» Task to carry out:
Write out all of the entries that follow, word for word, but skip the pictures.

(Named object pointing entries)

* * * * * * * * *

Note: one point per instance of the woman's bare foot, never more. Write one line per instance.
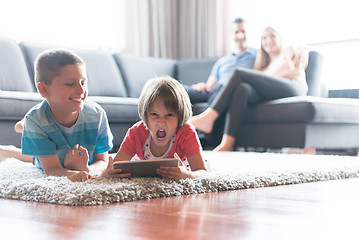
(204, 121)
(227, 144)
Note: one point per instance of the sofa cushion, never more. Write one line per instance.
(194, 70)
(305, 109)
(137, 70)
(119, 110)
(103, 74)
(14, 75)
(20, 103)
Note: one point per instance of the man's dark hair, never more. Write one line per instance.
(238, 20)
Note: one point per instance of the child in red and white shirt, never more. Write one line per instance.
(164, 108)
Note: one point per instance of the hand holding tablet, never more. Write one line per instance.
(145, 168)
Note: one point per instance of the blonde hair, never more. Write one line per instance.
(173, 95)
(262, 59)
(49, 63)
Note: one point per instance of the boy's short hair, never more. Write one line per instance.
(49, 63)
(173, 94)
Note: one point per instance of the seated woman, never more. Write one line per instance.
(279, 72)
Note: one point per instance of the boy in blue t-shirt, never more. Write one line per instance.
(66, 135)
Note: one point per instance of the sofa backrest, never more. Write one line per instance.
(136, 71)
(104, 78)
(194, 70)
(313, 74)
(13, 71)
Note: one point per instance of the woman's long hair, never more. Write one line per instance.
(262, 58)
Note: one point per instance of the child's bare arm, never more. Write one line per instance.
(52, 166)
(197, 165)
(99, 162)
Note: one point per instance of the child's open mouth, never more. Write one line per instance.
(161, 134)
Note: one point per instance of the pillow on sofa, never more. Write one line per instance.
(103, 74)
(137, 70)
(14, 75)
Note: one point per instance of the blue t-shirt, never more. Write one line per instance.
(223, 68)
(43, 136)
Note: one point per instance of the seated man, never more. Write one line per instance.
(224, 67)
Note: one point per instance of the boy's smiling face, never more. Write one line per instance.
(67, 93)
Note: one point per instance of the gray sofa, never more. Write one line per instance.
(116, 80)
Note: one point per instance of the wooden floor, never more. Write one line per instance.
(322, 210)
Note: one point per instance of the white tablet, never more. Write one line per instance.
(145, 168)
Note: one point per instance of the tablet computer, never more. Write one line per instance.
(145, 168)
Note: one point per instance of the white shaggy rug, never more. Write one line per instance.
(228, 171)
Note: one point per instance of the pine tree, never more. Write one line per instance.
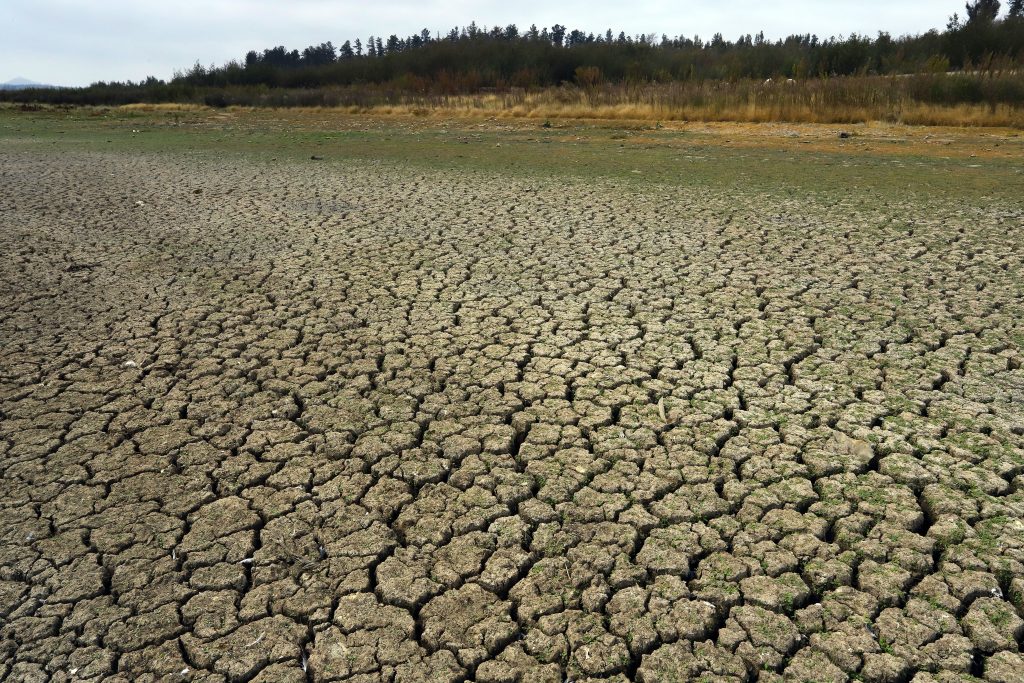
(983, 11)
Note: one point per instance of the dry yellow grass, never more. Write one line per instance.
(664, 103)
(911, 114)
(163, 107)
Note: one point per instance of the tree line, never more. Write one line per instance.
(472, 58)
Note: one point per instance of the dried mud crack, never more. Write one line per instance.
(457, 426)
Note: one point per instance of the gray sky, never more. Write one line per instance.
(76, 42)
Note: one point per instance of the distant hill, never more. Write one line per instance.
(22, 84)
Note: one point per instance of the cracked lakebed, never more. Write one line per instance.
(467, 426)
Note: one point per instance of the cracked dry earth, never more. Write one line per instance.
(303, 422)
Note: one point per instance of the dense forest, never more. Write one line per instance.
(474, 59)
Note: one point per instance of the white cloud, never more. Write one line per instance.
(75, 42)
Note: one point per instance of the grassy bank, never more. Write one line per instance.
(939, 99)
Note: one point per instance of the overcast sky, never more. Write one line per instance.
(76, 42)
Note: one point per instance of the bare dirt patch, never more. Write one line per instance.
(500, 427)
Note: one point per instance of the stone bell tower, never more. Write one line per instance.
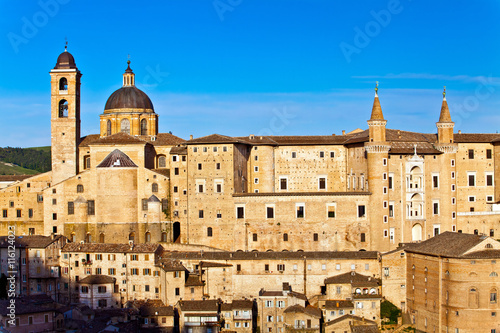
(65, 117)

* * * * * * * * *

» Solution for this problem:
Note: one point per instance of the woman's bare foot, never more. Write one line per instance.
(204, 121)
(227, 144)
Note: one point per instance of the sofa cushion, never more. Write one line per instance.
(194, 70)
(305, 109)
(137, 70)
(119, 110)
(103, 74)
(14, 75)
(20, 103)
Note: one point per instance of the man's dark hair, never more. Write one line per instance.
(238, 20)
Note: one point per instance of the child in red and white shirt, never more. Write one line per instance.
(164, 108)
Note: one point per instance of the hand holding tablet, never more. Write one line per instance.
(145, 168)
Note: one point per instance of the blonde hair, never more. Write one line per instance.
(173, 95)
(262, 59)
(49, 63)
Note: one point per instance of the boy's short hair, never more. Write one line per instance.
(49, 63)
(173, 94)
Note: one point per instance of the seated woman, never more. Write one line per instance.
(279, 72)
Note: one point per instance of the boy in blue t-shirt, never more. Write one line per instance.
(66, 135)
Note: one point per instance of the sofa backrest, never more. Write one line per instance.
(136, 71)
(104, 78)
(194, 70)
(313, 74)
(13, 71)
Note: one point per instance of the woman's long hair, never more. Write one line per instance.
(262, 58)
Note: one point per instance of the child's bare arm, never more. Write one line per instance.
(52, 166)
(197, 165)
(99, 162)
Note: one point per instance of the child's open mouth, never more. Write one line per instance.
(161, 134)
Note: one point per instance of the pillow on sofa, never more. Write one line per instance.
(103, 74)
(137, 70)
(14, 75)
Note: one point per instance of the blue t-shirt, never more. Write one line per instance.
(223, 68)
(43, 136)
Note: one point per instance of the seated man, never more. Write one line per instance.
(224, 67)
Note: one point per instance of the boy's smiling face, never more. Write one line per instance.
(67, 93)
Note: one point per instance of the gray sofa, never more. Write one line per instance.
(116, 80)
Note: one point per instance of the wooden floor, never more. Write one line per instance.
(322, 210)
Note: one point per instance of the white tablet, never more. Write one line per instance.
(145, 168)
Note: one point per instance of the tablet computer, never more. Write one line per instance.
(145, 168)
Note: one point per instance of the white shaggy rug, never more. Write one line per instance.
(228, 171)
Note: one point per instance of the pine tree, never more. Write one line per instance.
(983, 11)
Note: one point per instance of the dry yellow grass, never more. Write one line per instance.
(664, 103)
(911, 114)
(163, 107)
Note: one point per instance of the tree line, never more. Write one line per instance.
(472, 58)
Note: one point per instance of the dried mud crack, never more. Write one line per instance.
(457, 426)
Note: one point per instance of the gray sky, never more. Write one line per instance.
(76, 42)
Note: one point per instance of the distant hill, never more. Write one line per instance.
(22, 84)
Note: one point per instance of the cracked lakebed, never more. Write one line per instance.
(467, 426)
Note: one point per instance of the cracked dry earth, never more. Write one line per instance.
(303, 422)
Note: one point per instance of the dense forest, never more. Write one line per instance.
(474, 59)
Note: one point per instance of the white cloud, never more. Write one line per instance.
(75, 42)
Note: one point per instance of the grassy bank, never more. Write one line per instance.
(939, 99)
Note: one point per instance of the overcast sky, never more. Write one line per instance.
(76, 42)
Note: one point per instance of the bare dirt patch, never more. Write one line per instance.
(500, 427)
Note: one point per instance of the stone bell tower, never more. Write one line per instance.
(65, 117)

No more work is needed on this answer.